Image location labeling entries –
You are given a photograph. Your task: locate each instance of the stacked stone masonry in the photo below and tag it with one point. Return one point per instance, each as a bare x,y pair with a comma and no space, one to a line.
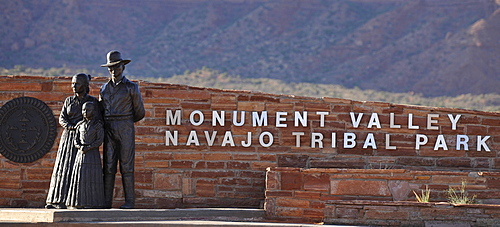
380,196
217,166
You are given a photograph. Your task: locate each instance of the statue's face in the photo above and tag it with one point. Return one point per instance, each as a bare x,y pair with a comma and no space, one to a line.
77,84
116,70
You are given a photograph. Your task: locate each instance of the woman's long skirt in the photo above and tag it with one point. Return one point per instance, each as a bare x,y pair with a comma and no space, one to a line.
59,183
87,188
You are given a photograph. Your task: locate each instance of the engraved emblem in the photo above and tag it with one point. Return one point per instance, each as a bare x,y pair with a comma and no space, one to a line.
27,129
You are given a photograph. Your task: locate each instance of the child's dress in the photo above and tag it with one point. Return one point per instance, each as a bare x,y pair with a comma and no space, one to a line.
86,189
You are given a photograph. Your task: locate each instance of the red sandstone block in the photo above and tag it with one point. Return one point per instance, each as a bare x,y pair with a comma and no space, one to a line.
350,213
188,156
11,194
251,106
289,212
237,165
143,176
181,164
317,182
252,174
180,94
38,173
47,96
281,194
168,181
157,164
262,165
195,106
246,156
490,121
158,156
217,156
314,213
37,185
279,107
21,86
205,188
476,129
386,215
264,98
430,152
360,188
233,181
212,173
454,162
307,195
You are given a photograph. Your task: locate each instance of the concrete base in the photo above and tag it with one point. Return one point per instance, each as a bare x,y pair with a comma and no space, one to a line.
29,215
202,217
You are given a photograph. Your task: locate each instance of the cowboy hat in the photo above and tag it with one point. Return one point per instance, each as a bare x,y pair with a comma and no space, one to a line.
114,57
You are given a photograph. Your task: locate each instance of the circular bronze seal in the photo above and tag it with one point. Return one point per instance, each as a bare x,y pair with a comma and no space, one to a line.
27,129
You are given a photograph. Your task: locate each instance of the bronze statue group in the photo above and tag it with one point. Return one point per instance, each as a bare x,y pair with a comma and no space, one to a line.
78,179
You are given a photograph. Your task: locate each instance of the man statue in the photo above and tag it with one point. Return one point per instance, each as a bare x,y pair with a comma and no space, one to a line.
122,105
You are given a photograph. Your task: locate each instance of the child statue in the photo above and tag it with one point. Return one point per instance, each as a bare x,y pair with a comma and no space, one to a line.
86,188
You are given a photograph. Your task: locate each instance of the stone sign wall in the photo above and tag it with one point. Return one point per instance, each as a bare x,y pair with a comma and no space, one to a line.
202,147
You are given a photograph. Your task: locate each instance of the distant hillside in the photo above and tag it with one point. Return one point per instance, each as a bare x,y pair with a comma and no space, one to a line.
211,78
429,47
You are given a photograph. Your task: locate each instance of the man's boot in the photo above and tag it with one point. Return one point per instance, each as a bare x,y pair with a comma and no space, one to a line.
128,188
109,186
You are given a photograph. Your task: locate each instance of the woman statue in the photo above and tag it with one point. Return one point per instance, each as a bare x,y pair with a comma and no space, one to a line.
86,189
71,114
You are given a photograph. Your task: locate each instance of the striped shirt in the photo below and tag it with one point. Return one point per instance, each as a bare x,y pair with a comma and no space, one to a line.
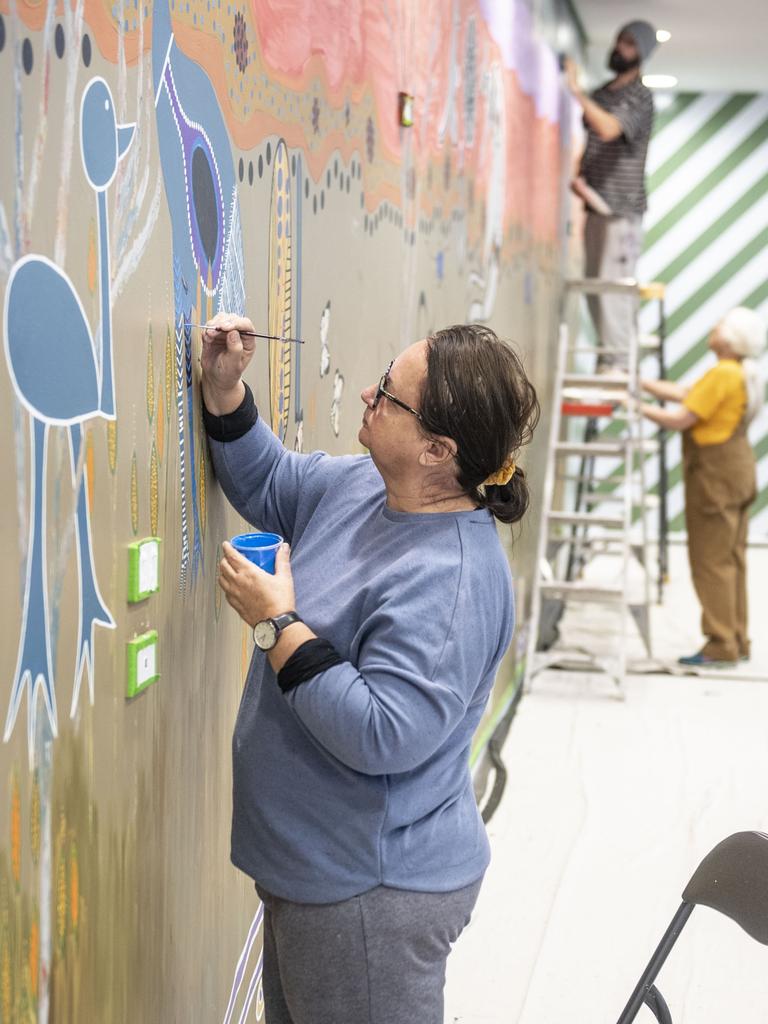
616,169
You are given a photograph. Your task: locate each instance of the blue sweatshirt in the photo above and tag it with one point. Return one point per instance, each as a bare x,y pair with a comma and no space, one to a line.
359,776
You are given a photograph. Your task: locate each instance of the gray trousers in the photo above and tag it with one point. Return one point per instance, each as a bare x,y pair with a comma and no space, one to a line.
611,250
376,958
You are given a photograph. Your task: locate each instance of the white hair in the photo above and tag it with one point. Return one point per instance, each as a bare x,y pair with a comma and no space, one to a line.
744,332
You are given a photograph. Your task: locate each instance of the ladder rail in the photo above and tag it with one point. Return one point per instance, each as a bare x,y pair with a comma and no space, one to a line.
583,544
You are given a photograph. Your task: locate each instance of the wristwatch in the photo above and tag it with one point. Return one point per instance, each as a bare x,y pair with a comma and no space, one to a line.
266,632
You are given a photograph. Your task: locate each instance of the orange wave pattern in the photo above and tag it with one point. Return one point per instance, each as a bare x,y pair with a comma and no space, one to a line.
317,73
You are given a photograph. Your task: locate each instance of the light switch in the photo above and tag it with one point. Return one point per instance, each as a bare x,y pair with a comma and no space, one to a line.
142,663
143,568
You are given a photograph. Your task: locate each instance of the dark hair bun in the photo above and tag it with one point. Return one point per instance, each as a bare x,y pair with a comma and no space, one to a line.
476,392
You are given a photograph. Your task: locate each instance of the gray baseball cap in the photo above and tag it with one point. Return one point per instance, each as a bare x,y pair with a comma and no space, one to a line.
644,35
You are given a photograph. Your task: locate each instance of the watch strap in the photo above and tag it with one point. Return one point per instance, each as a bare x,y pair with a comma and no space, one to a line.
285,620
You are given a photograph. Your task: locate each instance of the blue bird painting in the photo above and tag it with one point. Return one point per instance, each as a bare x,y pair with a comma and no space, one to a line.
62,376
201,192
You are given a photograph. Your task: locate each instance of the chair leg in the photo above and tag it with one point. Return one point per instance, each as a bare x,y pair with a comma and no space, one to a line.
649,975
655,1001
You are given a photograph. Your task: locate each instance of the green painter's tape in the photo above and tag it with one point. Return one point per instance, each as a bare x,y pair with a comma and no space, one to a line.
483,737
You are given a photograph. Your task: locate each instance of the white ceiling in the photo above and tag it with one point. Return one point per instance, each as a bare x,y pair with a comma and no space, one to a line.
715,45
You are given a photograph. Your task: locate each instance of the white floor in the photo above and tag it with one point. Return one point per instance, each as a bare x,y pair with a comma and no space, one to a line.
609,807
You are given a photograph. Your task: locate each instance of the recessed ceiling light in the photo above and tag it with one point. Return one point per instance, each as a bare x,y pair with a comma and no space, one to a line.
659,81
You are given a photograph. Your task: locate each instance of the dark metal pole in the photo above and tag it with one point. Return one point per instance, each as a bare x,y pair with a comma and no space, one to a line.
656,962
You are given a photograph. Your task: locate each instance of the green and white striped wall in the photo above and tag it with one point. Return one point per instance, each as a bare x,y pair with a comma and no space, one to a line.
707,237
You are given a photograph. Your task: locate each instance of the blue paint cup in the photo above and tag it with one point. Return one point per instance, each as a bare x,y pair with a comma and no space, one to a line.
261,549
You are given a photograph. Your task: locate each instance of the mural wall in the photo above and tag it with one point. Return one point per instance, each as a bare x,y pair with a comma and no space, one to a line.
* * *
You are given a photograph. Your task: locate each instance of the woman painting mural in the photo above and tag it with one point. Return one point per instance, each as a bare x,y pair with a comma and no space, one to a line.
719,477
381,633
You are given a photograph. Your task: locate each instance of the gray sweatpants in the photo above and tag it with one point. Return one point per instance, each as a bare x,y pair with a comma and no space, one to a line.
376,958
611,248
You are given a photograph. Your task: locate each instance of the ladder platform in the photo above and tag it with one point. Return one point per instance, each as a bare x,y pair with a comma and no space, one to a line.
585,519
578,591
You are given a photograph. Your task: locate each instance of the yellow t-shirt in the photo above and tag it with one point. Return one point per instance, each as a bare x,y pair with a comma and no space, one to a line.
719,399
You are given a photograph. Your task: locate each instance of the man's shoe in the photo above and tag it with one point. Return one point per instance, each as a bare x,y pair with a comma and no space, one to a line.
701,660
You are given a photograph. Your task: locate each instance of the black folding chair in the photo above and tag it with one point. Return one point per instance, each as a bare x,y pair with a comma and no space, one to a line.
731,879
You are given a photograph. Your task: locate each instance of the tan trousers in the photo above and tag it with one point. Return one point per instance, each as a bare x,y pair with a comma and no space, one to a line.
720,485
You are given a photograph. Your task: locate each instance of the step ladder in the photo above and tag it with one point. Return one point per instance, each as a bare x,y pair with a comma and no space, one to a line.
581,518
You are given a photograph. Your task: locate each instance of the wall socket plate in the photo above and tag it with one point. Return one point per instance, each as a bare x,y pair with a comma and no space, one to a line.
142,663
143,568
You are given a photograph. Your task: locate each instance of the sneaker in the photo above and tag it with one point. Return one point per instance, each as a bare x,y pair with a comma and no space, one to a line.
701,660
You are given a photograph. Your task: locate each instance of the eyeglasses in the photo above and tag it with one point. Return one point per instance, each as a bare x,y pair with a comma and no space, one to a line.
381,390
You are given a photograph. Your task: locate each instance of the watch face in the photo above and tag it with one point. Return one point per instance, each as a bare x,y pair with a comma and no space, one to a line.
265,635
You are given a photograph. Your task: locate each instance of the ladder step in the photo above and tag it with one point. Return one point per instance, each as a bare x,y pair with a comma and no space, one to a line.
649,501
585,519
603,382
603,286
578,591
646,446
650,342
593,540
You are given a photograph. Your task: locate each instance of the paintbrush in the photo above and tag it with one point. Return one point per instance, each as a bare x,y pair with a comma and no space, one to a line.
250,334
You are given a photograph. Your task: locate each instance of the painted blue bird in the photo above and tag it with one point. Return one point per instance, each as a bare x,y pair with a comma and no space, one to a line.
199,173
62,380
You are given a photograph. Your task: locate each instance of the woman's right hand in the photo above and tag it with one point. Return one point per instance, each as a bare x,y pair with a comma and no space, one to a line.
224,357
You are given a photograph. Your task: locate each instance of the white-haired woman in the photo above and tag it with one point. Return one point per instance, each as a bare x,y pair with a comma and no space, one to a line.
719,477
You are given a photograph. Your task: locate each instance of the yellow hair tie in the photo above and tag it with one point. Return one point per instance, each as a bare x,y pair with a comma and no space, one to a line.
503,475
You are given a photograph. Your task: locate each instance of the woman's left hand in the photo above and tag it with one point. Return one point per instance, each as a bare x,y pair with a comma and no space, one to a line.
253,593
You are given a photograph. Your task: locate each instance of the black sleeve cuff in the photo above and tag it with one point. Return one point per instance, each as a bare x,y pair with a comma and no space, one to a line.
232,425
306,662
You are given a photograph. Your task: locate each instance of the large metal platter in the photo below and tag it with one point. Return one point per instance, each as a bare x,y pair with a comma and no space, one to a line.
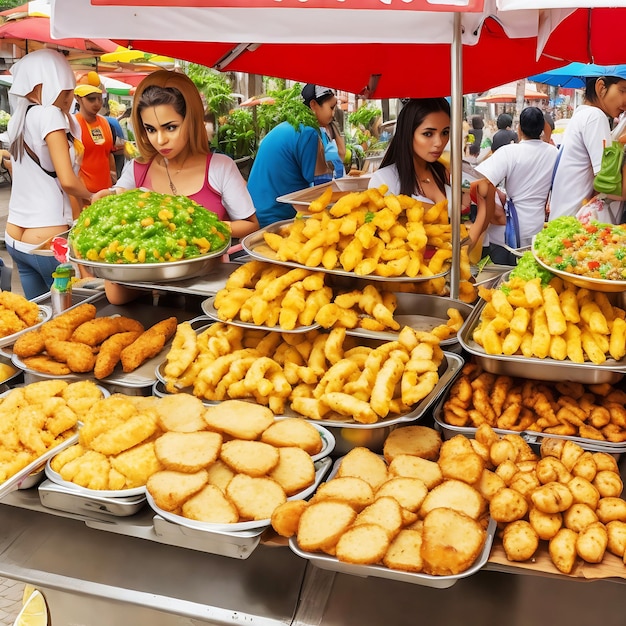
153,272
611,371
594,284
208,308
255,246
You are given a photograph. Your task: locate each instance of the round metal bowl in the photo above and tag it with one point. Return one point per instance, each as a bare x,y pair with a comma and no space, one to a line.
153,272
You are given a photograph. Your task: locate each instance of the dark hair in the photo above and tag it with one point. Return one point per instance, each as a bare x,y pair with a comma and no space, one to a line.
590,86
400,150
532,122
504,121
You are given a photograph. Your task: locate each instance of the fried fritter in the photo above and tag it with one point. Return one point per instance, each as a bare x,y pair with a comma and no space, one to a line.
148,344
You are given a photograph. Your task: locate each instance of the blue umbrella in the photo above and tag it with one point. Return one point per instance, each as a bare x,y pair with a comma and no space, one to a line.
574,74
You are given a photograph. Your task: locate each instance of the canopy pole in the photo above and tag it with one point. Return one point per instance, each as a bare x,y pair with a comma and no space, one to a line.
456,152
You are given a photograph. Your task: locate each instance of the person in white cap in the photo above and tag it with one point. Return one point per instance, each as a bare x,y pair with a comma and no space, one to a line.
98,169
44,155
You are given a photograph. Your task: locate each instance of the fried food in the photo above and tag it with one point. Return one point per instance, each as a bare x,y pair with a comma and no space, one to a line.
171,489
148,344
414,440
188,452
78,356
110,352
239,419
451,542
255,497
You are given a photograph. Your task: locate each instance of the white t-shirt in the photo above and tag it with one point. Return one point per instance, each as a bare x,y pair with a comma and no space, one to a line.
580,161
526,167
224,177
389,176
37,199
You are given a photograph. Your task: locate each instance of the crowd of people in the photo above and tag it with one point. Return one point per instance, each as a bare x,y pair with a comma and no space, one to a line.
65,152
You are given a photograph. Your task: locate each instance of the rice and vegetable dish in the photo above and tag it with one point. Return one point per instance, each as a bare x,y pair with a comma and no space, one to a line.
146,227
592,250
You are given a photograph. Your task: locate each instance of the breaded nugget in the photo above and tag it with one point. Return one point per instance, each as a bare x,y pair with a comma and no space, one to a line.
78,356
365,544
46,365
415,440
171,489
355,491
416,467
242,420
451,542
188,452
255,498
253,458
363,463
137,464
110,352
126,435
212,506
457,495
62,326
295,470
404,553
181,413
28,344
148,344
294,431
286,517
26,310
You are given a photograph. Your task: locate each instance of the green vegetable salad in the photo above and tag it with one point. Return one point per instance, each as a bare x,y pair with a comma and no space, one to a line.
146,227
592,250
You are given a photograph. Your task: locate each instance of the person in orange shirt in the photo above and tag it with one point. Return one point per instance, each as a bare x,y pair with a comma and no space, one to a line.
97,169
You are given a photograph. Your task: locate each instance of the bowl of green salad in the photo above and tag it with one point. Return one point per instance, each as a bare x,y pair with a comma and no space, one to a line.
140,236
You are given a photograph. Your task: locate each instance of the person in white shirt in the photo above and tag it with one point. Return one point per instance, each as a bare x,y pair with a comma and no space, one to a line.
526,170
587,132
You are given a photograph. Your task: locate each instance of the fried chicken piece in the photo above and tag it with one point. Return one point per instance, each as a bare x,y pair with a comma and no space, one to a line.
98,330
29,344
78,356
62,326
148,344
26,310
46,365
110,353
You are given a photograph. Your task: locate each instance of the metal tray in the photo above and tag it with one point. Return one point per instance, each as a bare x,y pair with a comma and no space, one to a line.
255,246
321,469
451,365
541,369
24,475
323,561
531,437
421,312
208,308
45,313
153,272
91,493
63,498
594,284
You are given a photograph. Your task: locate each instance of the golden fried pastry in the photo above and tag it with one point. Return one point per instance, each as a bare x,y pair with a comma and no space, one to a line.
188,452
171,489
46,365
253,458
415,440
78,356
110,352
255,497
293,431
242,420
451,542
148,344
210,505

Work to complete –
From the material above, pull out each line that contains the word "bronze" and copy those lines in full.

Exercise response –
You are given a photograph. Your task: locate each instance of the circular bronze seal in the photo above and tag it with one point. Return one point per instance, each as a bare x,y pair with a comma and no space, one to a line.
You are given a photograph. Your task: locate each instance of the bronze statue group in the photo above and tag it with one point. Return one point per instance, each as a bare x,y pair with a comma and no space, one to a line.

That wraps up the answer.